▶ _COMPITO 1_:
Riscrivi in forma più breve il paragrafo dell'estratto che inizia con "Non fotografa la povertà", mantenendone i fatti principali.
▶ _COMPITO 2_:
Restituisci senza modifiche la parte dell'estratto che si apre con le parole contenenti "Non fotografa la povertà." e si chiude con "corpo a corpo.".

▶ _ESTRATTO_:
- - -

Alberto Granata “ Il dolore degli altri” Etiopia 2020
L’ArteCheMiPiace - Uno sguardo sull’opera
Non c’è distanza. Non c’è filtro. Le fotografie di Alberto Granata non stanno lì per essere guardate, ti vengono addosso. Sono pezzi di mondo che respirano ancora.
Un viso scavato, un corpo disfatto, una stanza vuota che odora di fine. Non chiede permesso, la sua camera: entra. E quando entra, non torna più indietro. Alberto non racconta storie. Le porta in superficie. Le strappa dal fondo. È come se la macchina fotografica non fosse un mezzo, ma una ferita aperta, una lente che assorbe dolore e lo sputa fuori, nudo. Niente compiacimento, nessun estetismo da salotto. Solo realtà che brucia, e che continua a bruciare anche dopo lo scatto.
Non fotografa la povertà. Non fotografa la droga. Non fotografa la malattia. Fotografa ciò che resta. I resti. Gli avanzi di umanità che nessuno vuole vedere. E lo fa da dentro, senza indossare i guanti. Perché non puoi evocare la solitudine se non ci sei stato dentro. Non puoi parlare di morte se non ti ha sfiorato la pelle.
I suoi lavori sono fermi immagine che non stanno fermi. Ti seguono, si infilano sotto la pelle, ti svegliano alle tre del mattino. Sono ritagli, sì… ma ritagli che sanguinano. Ogni scatto è un mondo, ma è un mondo che crolla. Il reportage, per lui, non è cronaca. È corpo a corpo.

- - -

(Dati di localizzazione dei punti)

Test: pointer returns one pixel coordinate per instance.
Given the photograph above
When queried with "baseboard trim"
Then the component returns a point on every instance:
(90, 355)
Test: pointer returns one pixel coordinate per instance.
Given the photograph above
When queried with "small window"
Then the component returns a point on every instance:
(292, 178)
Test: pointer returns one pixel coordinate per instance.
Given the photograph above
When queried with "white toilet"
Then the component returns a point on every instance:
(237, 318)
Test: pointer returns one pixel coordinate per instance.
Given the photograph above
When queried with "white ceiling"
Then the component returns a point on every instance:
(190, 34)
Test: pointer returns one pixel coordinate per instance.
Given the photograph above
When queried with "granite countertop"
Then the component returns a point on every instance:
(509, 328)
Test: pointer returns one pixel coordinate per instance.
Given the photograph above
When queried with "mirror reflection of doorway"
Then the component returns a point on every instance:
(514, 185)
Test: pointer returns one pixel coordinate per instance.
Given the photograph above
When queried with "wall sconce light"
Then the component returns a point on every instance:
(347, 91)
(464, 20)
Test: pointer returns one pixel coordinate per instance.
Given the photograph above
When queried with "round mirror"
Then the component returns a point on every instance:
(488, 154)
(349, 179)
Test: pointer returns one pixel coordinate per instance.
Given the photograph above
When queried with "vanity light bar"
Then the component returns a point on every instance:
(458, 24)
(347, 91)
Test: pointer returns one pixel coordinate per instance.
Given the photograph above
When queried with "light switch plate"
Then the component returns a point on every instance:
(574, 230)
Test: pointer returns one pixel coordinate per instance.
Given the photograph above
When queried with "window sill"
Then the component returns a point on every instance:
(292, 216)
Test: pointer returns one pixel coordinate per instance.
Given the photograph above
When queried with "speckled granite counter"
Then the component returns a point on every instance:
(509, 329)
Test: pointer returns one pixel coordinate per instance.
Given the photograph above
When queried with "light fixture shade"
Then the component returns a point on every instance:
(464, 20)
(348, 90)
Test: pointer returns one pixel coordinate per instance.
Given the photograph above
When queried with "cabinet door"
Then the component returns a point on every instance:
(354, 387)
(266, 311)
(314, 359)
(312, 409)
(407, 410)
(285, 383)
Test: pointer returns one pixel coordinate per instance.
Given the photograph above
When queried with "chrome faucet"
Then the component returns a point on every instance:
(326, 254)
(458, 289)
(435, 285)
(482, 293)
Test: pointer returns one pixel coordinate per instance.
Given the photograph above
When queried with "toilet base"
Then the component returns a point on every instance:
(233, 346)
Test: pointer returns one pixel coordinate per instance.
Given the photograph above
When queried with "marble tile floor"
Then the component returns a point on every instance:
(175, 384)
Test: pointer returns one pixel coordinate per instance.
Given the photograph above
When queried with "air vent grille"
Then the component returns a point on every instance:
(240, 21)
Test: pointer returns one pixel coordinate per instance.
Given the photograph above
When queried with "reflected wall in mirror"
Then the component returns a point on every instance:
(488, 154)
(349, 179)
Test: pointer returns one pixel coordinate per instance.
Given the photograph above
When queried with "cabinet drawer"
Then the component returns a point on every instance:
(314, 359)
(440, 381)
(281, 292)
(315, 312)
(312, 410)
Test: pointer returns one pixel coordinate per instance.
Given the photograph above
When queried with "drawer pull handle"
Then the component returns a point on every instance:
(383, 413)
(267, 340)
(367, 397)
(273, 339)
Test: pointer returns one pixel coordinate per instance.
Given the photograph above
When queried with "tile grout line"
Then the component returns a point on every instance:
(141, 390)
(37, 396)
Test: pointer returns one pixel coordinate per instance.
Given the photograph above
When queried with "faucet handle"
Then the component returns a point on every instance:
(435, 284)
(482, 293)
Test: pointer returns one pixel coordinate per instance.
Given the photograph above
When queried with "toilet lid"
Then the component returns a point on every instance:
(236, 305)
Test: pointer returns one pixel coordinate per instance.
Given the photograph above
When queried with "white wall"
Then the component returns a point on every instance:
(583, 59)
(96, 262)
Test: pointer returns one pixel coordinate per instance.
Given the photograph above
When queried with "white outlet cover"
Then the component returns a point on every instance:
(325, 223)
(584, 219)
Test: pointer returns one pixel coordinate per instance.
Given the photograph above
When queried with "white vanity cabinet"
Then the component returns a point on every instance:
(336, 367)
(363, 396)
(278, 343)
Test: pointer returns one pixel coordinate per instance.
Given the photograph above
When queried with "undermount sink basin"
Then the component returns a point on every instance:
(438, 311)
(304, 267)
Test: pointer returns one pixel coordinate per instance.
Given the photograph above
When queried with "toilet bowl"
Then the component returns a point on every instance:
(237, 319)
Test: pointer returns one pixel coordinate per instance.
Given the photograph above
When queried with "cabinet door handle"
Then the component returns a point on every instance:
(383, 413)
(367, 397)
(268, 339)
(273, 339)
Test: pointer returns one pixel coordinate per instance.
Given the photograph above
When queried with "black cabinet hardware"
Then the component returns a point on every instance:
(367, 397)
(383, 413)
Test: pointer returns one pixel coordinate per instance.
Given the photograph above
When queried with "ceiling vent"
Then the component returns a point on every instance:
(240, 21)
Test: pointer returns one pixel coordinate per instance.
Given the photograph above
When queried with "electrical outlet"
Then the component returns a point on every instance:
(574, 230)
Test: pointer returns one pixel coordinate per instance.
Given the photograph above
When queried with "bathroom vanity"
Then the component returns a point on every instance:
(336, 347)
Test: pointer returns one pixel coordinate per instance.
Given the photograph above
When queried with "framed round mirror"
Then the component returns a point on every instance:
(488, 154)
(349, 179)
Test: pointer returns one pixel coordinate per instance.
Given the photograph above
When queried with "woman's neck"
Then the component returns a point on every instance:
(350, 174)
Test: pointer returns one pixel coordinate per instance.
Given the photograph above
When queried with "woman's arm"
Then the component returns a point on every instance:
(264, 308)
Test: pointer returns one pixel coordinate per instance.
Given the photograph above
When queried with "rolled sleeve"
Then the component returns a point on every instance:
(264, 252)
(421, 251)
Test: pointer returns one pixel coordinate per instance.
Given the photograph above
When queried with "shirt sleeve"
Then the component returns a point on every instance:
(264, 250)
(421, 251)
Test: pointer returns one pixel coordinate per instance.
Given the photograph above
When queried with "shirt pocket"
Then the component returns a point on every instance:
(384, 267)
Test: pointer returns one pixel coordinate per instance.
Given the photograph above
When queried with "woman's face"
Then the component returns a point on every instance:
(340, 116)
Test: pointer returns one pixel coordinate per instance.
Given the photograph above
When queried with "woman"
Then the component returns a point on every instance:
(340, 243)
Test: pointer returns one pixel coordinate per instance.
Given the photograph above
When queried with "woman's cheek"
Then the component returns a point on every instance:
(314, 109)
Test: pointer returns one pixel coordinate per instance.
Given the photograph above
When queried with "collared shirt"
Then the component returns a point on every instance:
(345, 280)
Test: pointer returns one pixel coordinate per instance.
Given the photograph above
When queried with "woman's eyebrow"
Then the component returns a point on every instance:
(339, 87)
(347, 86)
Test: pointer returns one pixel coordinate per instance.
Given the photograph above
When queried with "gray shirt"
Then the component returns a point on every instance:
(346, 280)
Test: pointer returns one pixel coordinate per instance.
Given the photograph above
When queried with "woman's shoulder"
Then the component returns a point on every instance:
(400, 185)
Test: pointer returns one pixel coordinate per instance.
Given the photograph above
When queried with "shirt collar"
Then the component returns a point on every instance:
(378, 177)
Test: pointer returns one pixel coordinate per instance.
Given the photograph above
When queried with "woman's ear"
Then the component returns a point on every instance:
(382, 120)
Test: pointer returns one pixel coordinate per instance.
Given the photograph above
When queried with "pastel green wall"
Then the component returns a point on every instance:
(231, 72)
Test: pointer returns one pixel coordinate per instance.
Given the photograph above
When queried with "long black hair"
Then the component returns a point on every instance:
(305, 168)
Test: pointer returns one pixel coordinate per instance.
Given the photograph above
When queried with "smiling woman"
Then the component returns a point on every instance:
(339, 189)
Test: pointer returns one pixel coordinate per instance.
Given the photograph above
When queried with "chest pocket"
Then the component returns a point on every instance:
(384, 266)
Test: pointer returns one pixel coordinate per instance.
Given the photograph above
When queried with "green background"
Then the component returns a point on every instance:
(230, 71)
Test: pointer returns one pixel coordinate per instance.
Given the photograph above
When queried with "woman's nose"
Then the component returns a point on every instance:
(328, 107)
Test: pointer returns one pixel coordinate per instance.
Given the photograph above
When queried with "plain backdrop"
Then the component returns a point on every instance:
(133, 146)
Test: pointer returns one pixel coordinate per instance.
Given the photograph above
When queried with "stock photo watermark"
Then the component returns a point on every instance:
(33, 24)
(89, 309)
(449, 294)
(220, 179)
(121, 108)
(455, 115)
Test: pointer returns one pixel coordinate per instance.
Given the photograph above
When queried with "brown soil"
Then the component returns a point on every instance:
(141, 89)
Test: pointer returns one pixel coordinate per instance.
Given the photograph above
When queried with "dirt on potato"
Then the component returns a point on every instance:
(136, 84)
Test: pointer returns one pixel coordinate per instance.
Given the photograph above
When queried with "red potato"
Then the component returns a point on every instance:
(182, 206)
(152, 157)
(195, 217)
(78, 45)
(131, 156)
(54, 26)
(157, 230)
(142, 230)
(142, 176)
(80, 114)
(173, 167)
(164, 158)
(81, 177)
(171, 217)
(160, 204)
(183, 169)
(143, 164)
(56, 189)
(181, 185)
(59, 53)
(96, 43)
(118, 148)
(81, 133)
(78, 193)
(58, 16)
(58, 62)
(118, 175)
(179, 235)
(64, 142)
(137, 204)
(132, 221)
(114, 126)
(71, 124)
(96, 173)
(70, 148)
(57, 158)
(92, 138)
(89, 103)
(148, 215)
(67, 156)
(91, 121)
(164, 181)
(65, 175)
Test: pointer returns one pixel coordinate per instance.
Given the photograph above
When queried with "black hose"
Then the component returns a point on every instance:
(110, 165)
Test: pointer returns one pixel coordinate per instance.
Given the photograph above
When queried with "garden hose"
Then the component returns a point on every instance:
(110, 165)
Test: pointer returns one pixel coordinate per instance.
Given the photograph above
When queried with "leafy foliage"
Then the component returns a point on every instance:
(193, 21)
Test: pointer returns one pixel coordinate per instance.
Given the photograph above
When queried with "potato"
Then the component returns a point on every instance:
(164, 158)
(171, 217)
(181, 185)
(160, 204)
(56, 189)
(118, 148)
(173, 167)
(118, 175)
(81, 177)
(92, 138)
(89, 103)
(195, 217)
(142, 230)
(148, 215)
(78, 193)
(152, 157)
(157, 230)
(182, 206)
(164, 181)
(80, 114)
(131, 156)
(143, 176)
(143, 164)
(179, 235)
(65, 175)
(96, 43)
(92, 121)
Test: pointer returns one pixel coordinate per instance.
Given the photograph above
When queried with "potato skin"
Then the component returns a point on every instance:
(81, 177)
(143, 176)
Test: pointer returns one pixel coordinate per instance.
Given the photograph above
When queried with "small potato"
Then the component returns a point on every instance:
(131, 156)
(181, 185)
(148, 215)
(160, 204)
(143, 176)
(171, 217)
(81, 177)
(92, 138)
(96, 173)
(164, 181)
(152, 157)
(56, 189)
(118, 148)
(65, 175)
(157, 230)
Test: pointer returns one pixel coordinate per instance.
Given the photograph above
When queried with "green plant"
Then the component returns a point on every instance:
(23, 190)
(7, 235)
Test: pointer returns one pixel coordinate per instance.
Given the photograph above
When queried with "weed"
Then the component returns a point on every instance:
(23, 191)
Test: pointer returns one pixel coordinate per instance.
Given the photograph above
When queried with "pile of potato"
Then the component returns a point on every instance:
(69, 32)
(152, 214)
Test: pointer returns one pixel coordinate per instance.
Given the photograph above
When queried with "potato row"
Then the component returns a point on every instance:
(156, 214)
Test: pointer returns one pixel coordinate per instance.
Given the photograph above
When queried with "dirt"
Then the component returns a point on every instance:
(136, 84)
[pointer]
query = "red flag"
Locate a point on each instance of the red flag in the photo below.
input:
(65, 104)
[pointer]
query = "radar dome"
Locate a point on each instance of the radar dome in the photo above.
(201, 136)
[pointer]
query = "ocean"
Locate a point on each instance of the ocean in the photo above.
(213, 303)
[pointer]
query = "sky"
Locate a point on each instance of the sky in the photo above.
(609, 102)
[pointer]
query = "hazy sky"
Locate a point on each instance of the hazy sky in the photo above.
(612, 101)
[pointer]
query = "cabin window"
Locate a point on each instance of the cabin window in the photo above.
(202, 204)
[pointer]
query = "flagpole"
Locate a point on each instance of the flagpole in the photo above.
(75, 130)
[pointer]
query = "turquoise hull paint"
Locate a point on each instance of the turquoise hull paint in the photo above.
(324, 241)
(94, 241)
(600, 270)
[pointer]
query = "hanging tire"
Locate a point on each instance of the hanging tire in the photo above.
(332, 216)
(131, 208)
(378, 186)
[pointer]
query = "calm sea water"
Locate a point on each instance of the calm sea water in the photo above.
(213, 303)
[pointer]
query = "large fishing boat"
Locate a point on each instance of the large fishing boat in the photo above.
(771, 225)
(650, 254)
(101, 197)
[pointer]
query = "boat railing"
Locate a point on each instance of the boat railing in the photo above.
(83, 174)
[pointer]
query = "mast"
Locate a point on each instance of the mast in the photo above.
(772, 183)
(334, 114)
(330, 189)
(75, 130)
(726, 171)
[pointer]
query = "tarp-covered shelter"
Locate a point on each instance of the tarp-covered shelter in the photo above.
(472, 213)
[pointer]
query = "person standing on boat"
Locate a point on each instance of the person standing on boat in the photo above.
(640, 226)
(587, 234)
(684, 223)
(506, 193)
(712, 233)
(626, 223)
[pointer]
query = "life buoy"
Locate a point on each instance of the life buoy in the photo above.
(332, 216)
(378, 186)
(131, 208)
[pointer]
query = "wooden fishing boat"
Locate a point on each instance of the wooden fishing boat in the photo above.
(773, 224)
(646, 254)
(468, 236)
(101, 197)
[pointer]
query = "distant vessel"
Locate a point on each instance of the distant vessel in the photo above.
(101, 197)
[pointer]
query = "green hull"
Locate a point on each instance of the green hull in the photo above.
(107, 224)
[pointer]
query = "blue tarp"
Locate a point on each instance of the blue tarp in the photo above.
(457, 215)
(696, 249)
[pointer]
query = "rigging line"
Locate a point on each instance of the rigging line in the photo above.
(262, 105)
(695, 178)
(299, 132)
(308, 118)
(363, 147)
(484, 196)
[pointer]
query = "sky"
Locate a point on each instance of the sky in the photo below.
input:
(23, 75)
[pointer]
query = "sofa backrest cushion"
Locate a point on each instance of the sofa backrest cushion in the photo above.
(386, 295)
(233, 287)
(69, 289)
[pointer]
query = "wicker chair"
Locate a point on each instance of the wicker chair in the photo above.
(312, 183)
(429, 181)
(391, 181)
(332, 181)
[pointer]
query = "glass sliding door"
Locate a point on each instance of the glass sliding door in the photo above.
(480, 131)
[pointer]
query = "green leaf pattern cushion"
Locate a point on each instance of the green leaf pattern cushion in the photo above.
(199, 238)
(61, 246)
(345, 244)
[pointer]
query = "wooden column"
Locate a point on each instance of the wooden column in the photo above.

- - -

▶ _RISPOSTA 1_:
Granata non fotografa la povertà, la droga o la malattia, ma ciò che resta: gli avanzi di umanità che nessuno vuole vedere. Lo fa da dentro, senza guanti, perché solitudine e morte si possono evocare solo dopo averle vissute da vicino.

▶ _RISPOSTA 2_:
Non fotografa la povertà. Non fotografa la droga. Non fotografa la malattia. Fotografa ciò che resta. I resti. Gli avanzi di umanità che nessuno vuole vedere. E lo fa da dentro, senza indossare i guanti. Perché non puoi evocare la solitudine se non ci sei stato dentro. Non puoi parlare di morte se non ti ha sfiorato la pelle.
I suoi lavori sono fermi immagine che non stanno fermi. Ti seguono, si infilano sotto la pelle, ti svegliano alle tre del mattino. Sono ritagli, sì… ma ritagli che sanguinano. Ogni scatto è un mondo, ma è un mondo che crolla. Il reportage, per lui, non è cronaca. È corpo a corpo.